Exercise directions — Print out every record exactly as it appears.

(Object pointing dataset rows)
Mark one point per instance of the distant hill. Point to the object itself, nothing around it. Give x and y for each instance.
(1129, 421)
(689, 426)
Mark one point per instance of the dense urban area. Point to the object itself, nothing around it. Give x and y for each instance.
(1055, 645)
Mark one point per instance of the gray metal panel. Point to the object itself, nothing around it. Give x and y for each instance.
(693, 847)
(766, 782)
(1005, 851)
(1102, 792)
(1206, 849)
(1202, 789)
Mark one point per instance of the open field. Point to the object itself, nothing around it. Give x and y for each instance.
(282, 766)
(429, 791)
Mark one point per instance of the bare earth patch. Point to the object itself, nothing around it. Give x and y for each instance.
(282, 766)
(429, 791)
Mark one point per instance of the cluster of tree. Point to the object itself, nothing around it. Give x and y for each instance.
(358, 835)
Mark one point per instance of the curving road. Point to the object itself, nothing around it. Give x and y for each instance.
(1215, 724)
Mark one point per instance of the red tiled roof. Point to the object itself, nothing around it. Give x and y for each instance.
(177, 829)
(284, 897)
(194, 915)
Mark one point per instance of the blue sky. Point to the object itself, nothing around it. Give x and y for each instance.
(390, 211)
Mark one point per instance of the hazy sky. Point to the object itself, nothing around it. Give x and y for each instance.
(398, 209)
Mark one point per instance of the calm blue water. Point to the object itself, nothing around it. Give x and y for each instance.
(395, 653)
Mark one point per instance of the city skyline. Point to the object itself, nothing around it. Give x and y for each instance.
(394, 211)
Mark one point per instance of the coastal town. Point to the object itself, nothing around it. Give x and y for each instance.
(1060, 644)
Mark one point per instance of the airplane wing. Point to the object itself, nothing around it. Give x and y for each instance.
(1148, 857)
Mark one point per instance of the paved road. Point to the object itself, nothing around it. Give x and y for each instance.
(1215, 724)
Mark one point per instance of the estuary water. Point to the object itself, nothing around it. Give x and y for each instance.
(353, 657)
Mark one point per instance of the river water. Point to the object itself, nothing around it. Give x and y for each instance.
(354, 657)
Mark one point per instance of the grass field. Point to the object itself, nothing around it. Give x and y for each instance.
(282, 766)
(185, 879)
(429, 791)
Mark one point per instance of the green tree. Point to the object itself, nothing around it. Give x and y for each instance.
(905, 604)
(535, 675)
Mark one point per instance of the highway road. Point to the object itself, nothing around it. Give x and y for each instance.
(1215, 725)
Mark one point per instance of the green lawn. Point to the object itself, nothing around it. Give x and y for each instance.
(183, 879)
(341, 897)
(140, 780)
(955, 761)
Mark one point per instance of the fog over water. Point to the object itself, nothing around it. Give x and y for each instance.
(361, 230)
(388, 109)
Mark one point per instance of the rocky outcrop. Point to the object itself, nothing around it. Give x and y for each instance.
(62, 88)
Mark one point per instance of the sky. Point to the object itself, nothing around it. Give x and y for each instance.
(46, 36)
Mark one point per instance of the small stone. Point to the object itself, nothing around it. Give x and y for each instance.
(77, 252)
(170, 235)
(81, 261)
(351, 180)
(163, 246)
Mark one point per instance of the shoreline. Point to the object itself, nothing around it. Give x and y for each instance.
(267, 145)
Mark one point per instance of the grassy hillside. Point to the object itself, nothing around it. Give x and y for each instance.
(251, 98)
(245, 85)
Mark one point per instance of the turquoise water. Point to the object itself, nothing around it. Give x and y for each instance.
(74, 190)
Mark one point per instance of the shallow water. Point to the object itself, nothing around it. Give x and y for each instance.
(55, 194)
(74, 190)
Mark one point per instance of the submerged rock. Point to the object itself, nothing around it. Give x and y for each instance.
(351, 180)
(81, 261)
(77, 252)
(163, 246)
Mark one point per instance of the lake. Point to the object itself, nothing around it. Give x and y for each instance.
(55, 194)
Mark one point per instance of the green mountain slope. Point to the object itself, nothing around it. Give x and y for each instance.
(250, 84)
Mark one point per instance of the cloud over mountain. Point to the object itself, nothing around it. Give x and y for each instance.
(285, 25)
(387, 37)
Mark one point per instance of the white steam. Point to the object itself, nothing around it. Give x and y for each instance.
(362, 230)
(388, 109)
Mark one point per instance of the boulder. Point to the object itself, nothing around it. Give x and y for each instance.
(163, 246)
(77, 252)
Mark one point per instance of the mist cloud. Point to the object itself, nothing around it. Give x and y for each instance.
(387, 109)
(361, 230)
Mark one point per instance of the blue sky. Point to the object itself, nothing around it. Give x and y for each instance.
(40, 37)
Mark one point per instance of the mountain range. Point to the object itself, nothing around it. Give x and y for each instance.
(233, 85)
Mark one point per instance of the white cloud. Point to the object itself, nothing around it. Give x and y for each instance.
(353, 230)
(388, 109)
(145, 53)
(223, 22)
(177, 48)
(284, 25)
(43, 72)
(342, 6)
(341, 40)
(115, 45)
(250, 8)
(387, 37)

Response below —
Mark one point per instance of the distant hill. Point to the object itself, nothing around it. Give x and y for each instance.
(1129, 421)
(689, 426)
Mark one point per instance of the dense urban area. Point to the object itself, nothing around it. Give x and y for each instance.
(1055, 645)
Mark one point per instance of the gray metal panel. Point to the object itself, nothing around it. Give x and y for each instance.
(693, 847)
(766, 782)
(1005, 851)
(1102, 792)
(1206, 849)
(1202, 789)
Mark one point per instance of the open field. Point to the object itself, nothing around it. Give x and y for each instance.
(282, 766)
(429, 791)
Mark one point per instance of the bare earth patch. Point to the object itself, nothing around it. Give x and y for each instance.
(282, 766)
(429, 791)
Mark one point per instance of the cluster of tree. Point to the object itself, nothing around it. Give x and y for each instance.
(358, 835)
Mark one point per instance of the curving road. Point to the object itself, nothing around it. Give x and y for each instance.
(1215, 724)
Mark one point per instance of the red tiled roof. Point to the object itself, nothing around it. Give x and y for each instance.
(177, 829)
(284, 897)
(194, 915)
Mark one point per instance of the blue sky. Point to the object itself, nothing around it. Give x and y for each instance.
(390, 211)
Mark one point per instance of the hazy sky. Point to the object itself, nothing around it. Give x and y for each instance.
(398, 209)
Mark one point per instance of the calm blue water. Point to the object itself, nothing around it. Give x and y for each instance.
(395, 653)
Mark one point per instance of the city skyline. Point to the object itself, nothing around it. Give x and y for each instance.
(394, 211)
Mark one point per instance of the coastal town. Point to the object itself, nothing around it. Give x and y for each instance.
(1060, 644)
Mark one point per instance of the airplane wing. Point to the object itself, nothing around it. Give x and y for each instance.
(1148, 857)
Mark one point per instance of the paved road. Point to the object itself, nothing around it. Give x and y for each instance.
(1215, 724)
Mark one point per instance of the estuary water. Point to the object itself, nothing around it. Give x and y for each instance.
(353, 657)
Mark one point per instance of the river water. Point to the object itself, nothing around it. Give x and y for each instance.
(354, 657)
Mark one point per instance of the grass field. Point to the object itself, nothing around it. Give x and y for each instance.
(282, 766)
(185, 879)
(429, 791)
Mark one point per instance of the green tree. Point to the object itself, nothing around it. Give x and y for each instance.
(905, 604)
(535, 675)
Mark one point per instance of the highway road. Point to the object itself, nothing around it. Give x and y for each instance.
(1215, 725)
Mark one point per instance of the green lawn. Point to the object itself, nothing around it. Give x and y for each instance.
(183, 879)
(341, 897)
(140, 780)
(955, 761)
Mark one point per instance of the fog over water. Point to the object itself, nothing around it. Give x and y for each instance.
(361, 230)
(388, 109)
Mark one point per instance of the rocky outcrop. Point to the object itself, nothing around it. Give x and y for each instance.
(62, 88)
Mark one point per instance of the sky. Point to the object itself, nothing around it. Give x and y for each instance.
(46, 36)
Mark one point per instance of the small stone. Point to the object itself, nothing around it. Give x and y for each instance.
(77, 252)
(170, 235)
(81, 261)
(351, 180)
(163, 246)
Mark one point per instance of the shoreline. Point to the object itself, nothing around it. Give x and y for each instance.
(267, 145)
Mark one point per instance of the grassy hillside. Point to the object itself, nothing around it. Give x and y for each instance.
(251, 98)
(245, 85)
Mark one point per instance of the turquoise water. Point to the object itself, nothing around it. Give x and y for each instance.
(74, 190)
Mark one point per instance of the shallow water. Point to the object itself, nothing around it. Give x and y for each instance.
(55, 194)
(74, 190)
Mark one point per instance of the submerged rock. Point to the object itself, nothing around it. Give x and y for each instance.
(351, 180)
(81, 261)
(77, 252)
(163, 246)
Mark one point per instance of the lake. Point to the object itself, nothing around it. Give x and y for each instance.
(55, 194)
Mark one point per instance of the green mountain slope. Point to the object itself, nothing around it. Give x and y for each instance.
(250, 84)
Mark one point per instance of the cloud over mountain. Point to the object itself, nothing around it. Give x and y for each instance.
(285, 25)
(387, 37)
Mark one point per instance of the white steam. Point to the object itself, nothing around it. Give x and y for each instance.
(362, 230)
(388, 109)
Mark one point per instance of the boulder. Point to the object itself, nothing around it. Give x and y for each instance.
(163, 246)
(77, 252)
Mark one point per instance of the mist cloud. Point to the object itself, nothing around it. Give x and y for each instance.
(387, 109)
(361, 230)
Mark one point per instance of the blue sky. Point to the object itself, nothing around it. Give x and y for each instance.
(40, 37)
Mark one point per instance of the mountain range. Point to the object itself, nothing around it. Give x and y for each instance.
(233, 85)
Mark one point per instance of the white cloud. Point to the object itself, nothing around it. Give x and y for each instance.
(353, 230)
(388, 109)
(145, 53)
(223, 22)
(177, 48)
(284, 25)
(43, 72)
(342, 6)
(341, 40)
(115, 45)
(250, 8)
(387, 37)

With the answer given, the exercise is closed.